◆ Potongan Dokumen:

- - -

Rabu, 15 Februari 2012

Cinta tanpa definisi

Seperti angin membadai. Kau
tak melihatnya. Kau
merasakannya. Merasakan
kerjanya saat ia memindahkan
gunung pasir di tengah gurun.
Atau merangsang amuk
gelombang di laut lepas. Atau
meluluhlantakkan bangunan-bangunan
angkuh di pusat kota metropolitan.
Begitulah cinta. Ia ditakdirkan jadi kata
tanpa benda. Tak terlihat. Hanya terasa.
Tapi dahsyat.
Seperti banjir menderas. Kau tak kuasa
mencegahnya. Kau hanya bisa ternganga
ketika ia meluapi sungai-sungai,
menjamah seluruh permukaan bumi,
menyeret semua benda angkuh yang
bertahan di hadapannya. Dalam sekejap
ia menguasai bumi dan merengkuhnya
dalam kelembutannya. Setelah itu ia
kembali tenang: seperti seekor harimau
kenyang yang terlelap tenang.
Demikianlah cinta. Ia ditakdirkan jadi
makna paling santun yang menyimpan
kekuasaan besar.
Seperti api menyala-nyala. Kau tak kuat
melawannya. Kau hanya bisa menari di
sekitarnya saat ia mengunggun. Atau
berteduh saat matahari membakar kulit
bumi. Atau meraung saat lidahnya
melahap rumah-rumah, kota-kota,
hutan-hutan. Dan seketika semua jadi
abu. Semua jadi tiada. Seperti itulah
cinta. Ia ditakdirkan jadi kekuatan
angkara murka yang mengawal dan
melindungi kebaikan.
Cinta adalah kata tanpa benda, nama
untuk beragam perasaan, muara bagi
ribuan makna, wakil dari kekuatan tak
terkira. Ia jelas, sejelas matahari.
Mungkin sebab itu Eric Fromm ~dalam
The Art of Loving~ tidak tertarik ~atau
juga tidak sanggup~ mendefinisikannya.

- - -

◆ Data yang Diberikan:
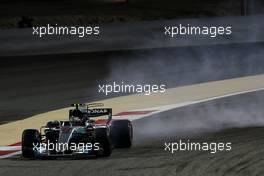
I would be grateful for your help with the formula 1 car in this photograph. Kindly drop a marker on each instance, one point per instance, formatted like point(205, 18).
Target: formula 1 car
point(85, 133)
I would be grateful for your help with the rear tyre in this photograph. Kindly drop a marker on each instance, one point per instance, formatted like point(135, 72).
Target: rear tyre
point(30, 137)
point(122, 133)
point(102, 137)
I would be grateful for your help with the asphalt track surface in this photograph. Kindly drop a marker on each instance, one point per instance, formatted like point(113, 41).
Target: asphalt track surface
point(147, 156)
point(223, 120)
point(35, 84)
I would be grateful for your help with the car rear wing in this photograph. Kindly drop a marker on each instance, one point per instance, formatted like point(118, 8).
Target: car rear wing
point(96, 112)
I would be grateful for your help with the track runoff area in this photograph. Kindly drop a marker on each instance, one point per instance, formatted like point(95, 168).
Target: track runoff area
point(136, 106)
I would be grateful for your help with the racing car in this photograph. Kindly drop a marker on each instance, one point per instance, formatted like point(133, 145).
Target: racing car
point(89, 131)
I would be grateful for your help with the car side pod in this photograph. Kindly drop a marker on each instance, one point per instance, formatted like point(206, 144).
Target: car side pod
point(121, 133)
point(30, 137)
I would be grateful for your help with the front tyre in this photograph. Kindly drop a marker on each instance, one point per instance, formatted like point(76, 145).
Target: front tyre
point(30, 137)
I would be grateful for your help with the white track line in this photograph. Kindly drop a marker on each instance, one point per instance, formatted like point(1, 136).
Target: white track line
point(155, 110)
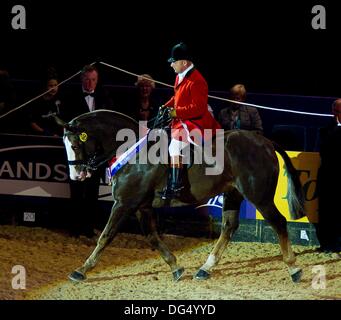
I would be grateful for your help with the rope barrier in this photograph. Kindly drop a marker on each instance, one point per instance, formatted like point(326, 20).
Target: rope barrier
point(170, 86)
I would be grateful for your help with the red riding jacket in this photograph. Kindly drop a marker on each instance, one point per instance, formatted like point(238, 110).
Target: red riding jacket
point(190, 102)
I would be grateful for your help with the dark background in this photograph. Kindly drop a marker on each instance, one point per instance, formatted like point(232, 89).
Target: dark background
point(269, 46)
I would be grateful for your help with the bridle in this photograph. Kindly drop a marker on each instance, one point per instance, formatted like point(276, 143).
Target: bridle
point(95, 159)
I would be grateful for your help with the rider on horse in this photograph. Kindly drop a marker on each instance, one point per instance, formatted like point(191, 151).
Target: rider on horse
point(189, 111)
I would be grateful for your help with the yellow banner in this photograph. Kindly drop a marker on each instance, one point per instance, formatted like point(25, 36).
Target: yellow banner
point(307, 163)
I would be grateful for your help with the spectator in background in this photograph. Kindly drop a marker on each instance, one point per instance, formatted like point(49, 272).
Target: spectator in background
point(328, 228)
point(239, 116)
point(85, 209)
point(49, 103)
point(146, 106)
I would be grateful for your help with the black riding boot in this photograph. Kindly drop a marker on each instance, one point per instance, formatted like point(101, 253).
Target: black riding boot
point(174, 184)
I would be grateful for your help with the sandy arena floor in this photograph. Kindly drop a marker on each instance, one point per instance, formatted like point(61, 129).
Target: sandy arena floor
point(129, 269)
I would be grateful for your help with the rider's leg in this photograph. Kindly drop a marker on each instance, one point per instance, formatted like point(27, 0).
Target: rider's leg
point(174, 183)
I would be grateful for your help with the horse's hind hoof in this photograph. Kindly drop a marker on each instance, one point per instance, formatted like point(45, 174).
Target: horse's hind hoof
point(177, 274)
point(296, 276)
point(202, 275)
point(77, 276)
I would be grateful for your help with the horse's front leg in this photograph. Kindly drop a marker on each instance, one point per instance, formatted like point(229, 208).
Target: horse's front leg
point(148, 226)
point(230, 223)
point(118, 212)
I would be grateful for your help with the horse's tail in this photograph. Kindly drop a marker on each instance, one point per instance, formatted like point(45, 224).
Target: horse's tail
point(295, 191)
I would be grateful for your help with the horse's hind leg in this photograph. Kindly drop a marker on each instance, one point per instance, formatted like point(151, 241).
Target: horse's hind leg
point(148, 226)
point(279, 224)
point(229, 224)
point(105, 238)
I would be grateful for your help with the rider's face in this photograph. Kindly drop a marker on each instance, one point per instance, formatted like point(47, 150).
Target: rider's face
point(89, 81)
point(179, 66)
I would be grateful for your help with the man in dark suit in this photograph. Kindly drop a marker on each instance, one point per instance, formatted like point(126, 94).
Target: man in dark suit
point(84, 194)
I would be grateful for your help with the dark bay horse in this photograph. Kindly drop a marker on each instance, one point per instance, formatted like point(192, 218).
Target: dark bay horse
point(250, 170)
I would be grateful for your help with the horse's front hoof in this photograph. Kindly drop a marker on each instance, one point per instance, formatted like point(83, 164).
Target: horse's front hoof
point(177, 274)
point(77, 276)
point(296, 276)
point(202, 275)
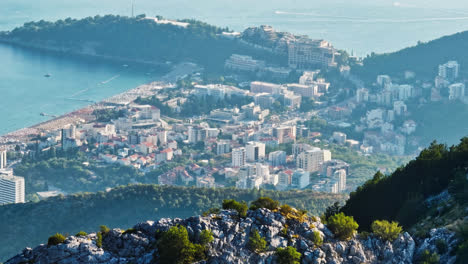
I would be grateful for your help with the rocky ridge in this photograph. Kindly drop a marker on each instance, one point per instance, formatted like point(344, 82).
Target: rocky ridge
point(231, 236)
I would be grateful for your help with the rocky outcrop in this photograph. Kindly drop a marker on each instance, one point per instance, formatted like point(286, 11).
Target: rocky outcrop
point(231, 235)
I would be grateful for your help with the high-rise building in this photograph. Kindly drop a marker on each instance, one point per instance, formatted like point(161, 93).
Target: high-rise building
point(340, 176)
point(223, 147)
point(238, 157)
point(11, 189)
point(311, 160)
point(255, 151)
point(300, 179)
point(3, 159)
point(277, 158)
point(305, 53)
point(456, 91)
point(449, 70)
point(196, 134)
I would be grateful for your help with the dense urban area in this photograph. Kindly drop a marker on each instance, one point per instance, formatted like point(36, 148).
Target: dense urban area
point(305, 124)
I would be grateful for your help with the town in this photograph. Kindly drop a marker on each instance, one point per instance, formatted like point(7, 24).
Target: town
point(257, 126)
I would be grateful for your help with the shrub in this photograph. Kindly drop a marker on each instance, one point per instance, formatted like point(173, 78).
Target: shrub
point(386, 230)
point(81, 233)
point(240, 207)
point(286, 210)
point(130, 231)
point(317, 238)
point(55, 240)
point(427, 257)
point(344, 227)
point(104, 229)
point(99, 240)
point(211, 211)
point(174, 246)
point(441, 246)
point(264, 202)
point(205, 237)
point(288, 255)
point(256, 243)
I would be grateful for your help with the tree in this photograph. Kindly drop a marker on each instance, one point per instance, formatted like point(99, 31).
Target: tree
point(174, 246)
point(256, 243)
point(386, 230)
point(264, 202)
point(240, 207)
point(344, 227)
point(288, 255)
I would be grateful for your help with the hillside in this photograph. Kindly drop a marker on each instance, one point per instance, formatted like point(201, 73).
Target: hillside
point(30, 224)
point(267, 233)
point(134, 39)
point(423, 59)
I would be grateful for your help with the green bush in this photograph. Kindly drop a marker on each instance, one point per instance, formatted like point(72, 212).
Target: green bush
point(288, 255)
point(99, 240)
point(427, 257)
point(317, 238)
point(56, 239)
point(81, 233)
point(240, 207)
point(211, 211)
point(344, 227)
point(257, 243)
point(264, 202)
point(386, 230)
point(205, 237)
point(130, 231)
point(104, 229)
point(441, 246)
point(174, 246)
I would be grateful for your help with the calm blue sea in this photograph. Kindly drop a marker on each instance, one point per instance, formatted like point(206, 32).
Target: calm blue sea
point(359, 26)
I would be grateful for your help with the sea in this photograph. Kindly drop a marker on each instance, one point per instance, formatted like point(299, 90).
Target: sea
point(357, 26)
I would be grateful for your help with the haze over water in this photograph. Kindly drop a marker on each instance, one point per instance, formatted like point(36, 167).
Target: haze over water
point(358, 26)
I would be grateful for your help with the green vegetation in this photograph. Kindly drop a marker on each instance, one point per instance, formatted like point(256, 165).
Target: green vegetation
point(288, 255)
point(139, 39)
point(99, 240)
point(257, 243)
point(56, 239)
point(240, 207)
point(122, 207)
point(427, 257)
point(264, 202)
point(205, 237)
point(174, 246)
point(386, 230)
point(416, 58)
point(81, 233)
point(429, 174)
point(344, 227)
point(317, 239)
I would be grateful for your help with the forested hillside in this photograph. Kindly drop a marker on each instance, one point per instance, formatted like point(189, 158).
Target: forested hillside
point(32, 223)
point(135, 39)
point(402, 196)
point(423, 59)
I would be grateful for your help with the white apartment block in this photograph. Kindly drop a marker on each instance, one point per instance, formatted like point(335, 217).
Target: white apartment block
point(238, 157)
point(11, 189)
point(255, 151)
point(3, 159)
point(449, 70)
point(311, 160)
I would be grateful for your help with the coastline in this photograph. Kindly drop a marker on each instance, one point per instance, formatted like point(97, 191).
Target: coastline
point(85, 114)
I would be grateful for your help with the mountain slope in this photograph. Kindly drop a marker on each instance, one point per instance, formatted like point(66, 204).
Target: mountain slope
point(29, 224)
point(423, 59)
point(132, 39)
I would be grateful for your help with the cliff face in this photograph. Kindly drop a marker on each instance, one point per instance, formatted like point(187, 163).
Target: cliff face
point(230, 240)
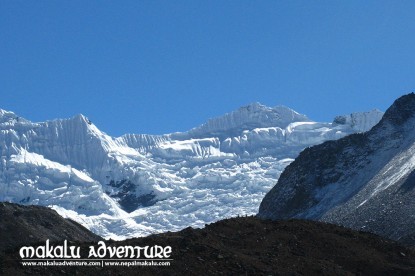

- - -

◆ Latihan Tertulis A: Sajikan baris-baris dalam daftar sebagai tabel Markdown dengan kolom Nomor dan Baris, dimulai dari baris yang memuat "I would be grateful for your help with the white track" dan berlanjut hingga baris yang memuat "point(155, 110)", kedua baris itu ikut dimasukkan dan baris kosong dilewati.
◆ Latihan Tertulis B: Teruskan tulisan tentang cinta tanpa definisi itu, dimulai sesudah kalimat terakhir yang ditampilkan.

◆ Jawaban Tertulis A:
| Nomor | Baris |
|---|---|
| 1 | I would be grateful for your help with the white track line in this photograph. Kindly drop a marker on each instance, one point per instance, formatted like point(1, 136). |
| 2 | Target: white track line |
| 3 | point(155, 110) |

◆ Jawaban Tertulis B:
Atau memang cinta sendiri yang tidak
perlu definisi bagi dirinya.
Tapi juga terlalu rumit untuk
disederhanakan. Tidak ada definisi
memang. Dalam agama, atau filsafat
atau sastra atau psikologi. Tapi inilah
obrolan manusia sepanjang sejarah
masa. Inilah legenda yang tak pernah
selesai. Maka abadilah Rabiah Al-
Adawiyah, Rumi, Iqbal, Tagore atau
Gibran karena puisi atau prosa cinta
mereka. Abadilah legenda Romeo dan
Juliet, Laela Majenun, Siti Nurbaya atau
Cinderela. Abadilah Taj Mahal karena
kisah cinta di balik kemegahannya.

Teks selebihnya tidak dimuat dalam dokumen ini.